▶ **Instructions for the task**: Omit the pictures, then write out every entry exactly as it reads.

-------- Supplied records --------

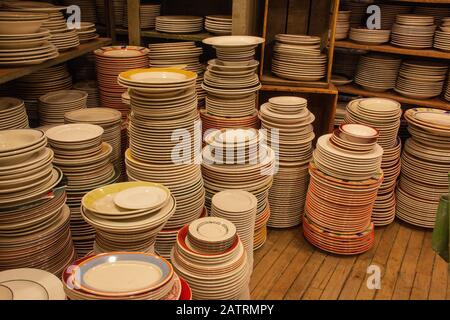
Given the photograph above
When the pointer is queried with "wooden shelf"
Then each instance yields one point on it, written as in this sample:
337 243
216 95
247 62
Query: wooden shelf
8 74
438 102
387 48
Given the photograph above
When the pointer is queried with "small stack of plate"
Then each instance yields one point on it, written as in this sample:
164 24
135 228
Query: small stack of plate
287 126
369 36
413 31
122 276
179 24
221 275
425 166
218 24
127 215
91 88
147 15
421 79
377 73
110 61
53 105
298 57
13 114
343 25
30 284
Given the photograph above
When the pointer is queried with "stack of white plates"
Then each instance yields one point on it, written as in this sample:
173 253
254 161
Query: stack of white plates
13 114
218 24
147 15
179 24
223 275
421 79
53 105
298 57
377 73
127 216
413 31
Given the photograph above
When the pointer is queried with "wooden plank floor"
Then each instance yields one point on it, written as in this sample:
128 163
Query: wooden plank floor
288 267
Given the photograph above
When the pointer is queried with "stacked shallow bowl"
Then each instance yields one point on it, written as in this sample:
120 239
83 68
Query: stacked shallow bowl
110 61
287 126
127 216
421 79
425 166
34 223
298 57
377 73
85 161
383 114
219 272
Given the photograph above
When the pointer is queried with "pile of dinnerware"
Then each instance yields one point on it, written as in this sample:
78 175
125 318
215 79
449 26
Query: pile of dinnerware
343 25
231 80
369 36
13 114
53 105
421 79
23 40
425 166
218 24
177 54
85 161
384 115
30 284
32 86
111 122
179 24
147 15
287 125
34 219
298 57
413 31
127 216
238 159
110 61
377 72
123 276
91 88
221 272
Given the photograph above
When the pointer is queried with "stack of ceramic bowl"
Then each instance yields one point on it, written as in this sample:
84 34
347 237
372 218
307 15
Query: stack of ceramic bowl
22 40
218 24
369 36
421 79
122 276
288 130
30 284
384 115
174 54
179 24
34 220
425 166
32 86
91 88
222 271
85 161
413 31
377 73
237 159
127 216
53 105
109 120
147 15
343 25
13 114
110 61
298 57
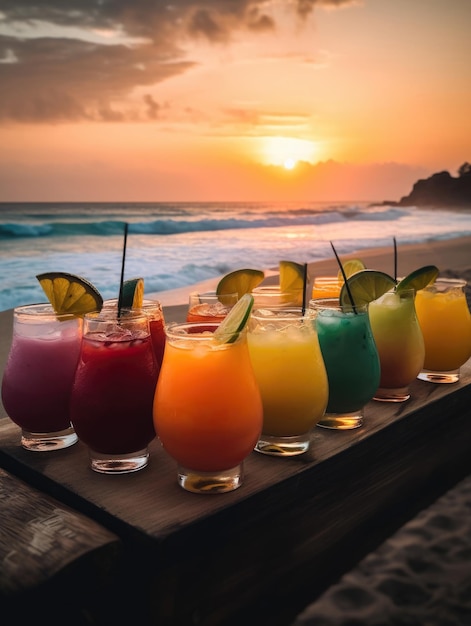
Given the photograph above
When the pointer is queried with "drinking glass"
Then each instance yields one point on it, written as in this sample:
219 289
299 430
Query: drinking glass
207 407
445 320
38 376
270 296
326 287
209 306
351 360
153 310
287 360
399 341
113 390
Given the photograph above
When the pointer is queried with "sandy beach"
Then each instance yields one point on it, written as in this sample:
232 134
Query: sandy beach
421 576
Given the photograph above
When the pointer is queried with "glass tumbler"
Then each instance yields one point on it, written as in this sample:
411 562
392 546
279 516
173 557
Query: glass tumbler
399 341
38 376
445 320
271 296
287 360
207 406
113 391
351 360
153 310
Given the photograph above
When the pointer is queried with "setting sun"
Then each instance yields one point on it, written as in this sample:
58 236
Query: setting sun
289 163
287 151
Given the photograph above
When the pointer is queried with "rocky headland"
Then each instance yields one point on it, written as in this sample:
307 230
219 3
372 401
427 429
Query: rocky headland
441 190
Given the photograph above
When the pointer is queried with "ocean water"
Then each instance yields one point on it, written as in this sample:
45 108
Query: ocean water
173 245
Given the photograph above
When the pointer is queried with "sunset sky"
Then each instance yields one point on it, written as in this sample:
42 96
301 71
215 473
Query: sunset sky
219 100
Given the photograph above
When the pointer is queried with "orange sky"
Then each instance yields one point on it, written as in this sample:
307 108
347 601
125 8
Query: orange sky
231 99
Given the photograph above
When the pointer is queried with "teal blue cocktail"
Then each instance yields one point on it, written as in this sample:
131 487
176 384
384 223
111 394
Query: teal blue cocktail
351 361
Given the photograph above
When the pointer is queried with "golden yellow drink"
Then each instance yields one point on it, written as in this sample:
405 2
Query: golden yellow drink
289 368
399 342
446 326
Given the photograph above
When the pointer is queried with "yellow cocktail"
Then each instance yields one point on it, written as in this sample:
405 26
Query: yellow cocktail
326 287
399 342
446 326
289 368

--------

▶ **Exercise answer**:
Given the photograph above
When the pointer is queried with "wooden shelf"
Then each instance yields one point on it, written as in this sample:
337 243
216 95
247 62
Query: wooden shelf
8 74
438 102
387 48
Given the photograph above
When the pointer is queried with "small stack of plate"
Then each instance yields one point on it, written as in this sample:
164 24
135 228
Query: small stack of plate
287 126
369 36
413 31
122 276
179 24
221 275
425 166
218 24
127 215
91 88
147 15
421 79
377 73
110 61
53 105
298 57
13 114
343 25
30 284
Given the photograph above
When the pointer is queried with "stack of white plates"
Then each instance yields one point on it, written as in this sample:
173 253
254 161
Query: stack of white plates
13 114
218 24
147 15
179 24
223 275
421 79
53 105
298 57
377 73
127 216
413 31
Given the photograph above
When the pointer is queried with "wooden plank floor"
Then each instance yields one point on it, written as in this sample:
128 163
Query: wooden plank floor
288 267
Given the photograph above
When the pointer is queried with "stacked shallow bowl"
Then each instance yields one point on it, written as in this sample:
120 239
83 68
Query: stacked shallow bowl
110 61
287 126
127 216
421 79
425 166
34 223
298 57
377 73
85 161
383 114
219 272
Given the photograph above
When the pointer is queried with "pile of dinnerware"
Then each instance yields one point on it, written as in this sample:
78 175
125 318
215 79
449 26
Query: pile of dinnerware
343 25
231 80
369 36
13 114
53 105
421 79
23 40
425 166
218 24
177 54
85 161
384 115
30 284
32 86
111 122
179 24
147 15
287 125
34 219
298 57
413 31
127 216
238 159
110 61
377 72
123 276
91 88
221 272
Given the photograph above
When the pointer is queried with "stack of ceramic bowl"
Then each instance yields one point on it, written as in this sample:
84 34
347 237
372 218
307 15
Query: stack of ceramic bowl
22 40
218 24
369 36
421 79
122 276
288 130
30 284
384 115
174 54
179 24
34 220
425 166
32 86
91 88
222 271
85 161
413 31
377 73
237 159
127 216
53 105
109 120
147 15
343 25
13 114
110 61
298 57
Given the photograph above
When the pointer is queried with "drinking glass"
Then each instance yields one point on it, written as in this sample:
219 289
299 430
Query: drinking glass
207 407
445 320
38 376
270 296
326 287
209 306
351 360
153 310
287 360
399 341
113 390
Given the photograph above
When the pointer is queried with "sandy beach"
Then each instance yields one point on it, written as in this sample:
232 134
Query: sandy beach
421 576
Given the photograph above
When the pointer is queried with "glass tumbler"
Then each instance yields one point on it, written as in this sample:
411 562
392 546
279 516
173 557
Query: glass tumbler
399 341
38 376
445 320
271 296
287 360
207 406
113 391
351 360
153 310
Given the photograph above
When the pointer is queried with "setting sun"
Then each instance yields one point on it, written as in this sample:
58 236
Query: setting sun
289 163
287 151
Given the photograph above
When the pointer is queried with "rocky headland"
Then each instance yields one point on it, written as in this sample:
307 230
219 3
372 401
427 429
Query: rocky headland
441 190
Given the photograph above
When the pointer is queried with "ocean water"
Then each instance yields one point on it, written as in this sample:
45 108
Query: ocean water
173 245
Given the photograph above
When the pointer is queried with "sunset sky"
Then each instance yields one point on it, written as in this sample:
42 96
301 71
215 473
Query: sunset sky
219 100
Given the photograph above
When the pointer is queried with "orange sky"
Then each instance yields one point on it, written as in this sample:
307 108
347 601
125 8
Query: orange sky
231 99
Given the photograph above
When the pointer is queried with "teal blue cocktail"
Then each instance yields one point on it, written as in this sample:
131 487
176 384
384 223
111 394
Query: teal blue cocktail
351 361
Given the photograph above
When the pointer is queried with "golden yellow drink"
Then each instance yields one point on it, written as in this sample:
405 2
Query: golden yellow drink
289 368
399 342
446 326
Given the photograph above
When the pointer is queried with "yellow cocktail"
Then each instance yields one point on it, written as in this sample:
405 26
Query: yellow cocktail
326 287
399 342
446 326
289 368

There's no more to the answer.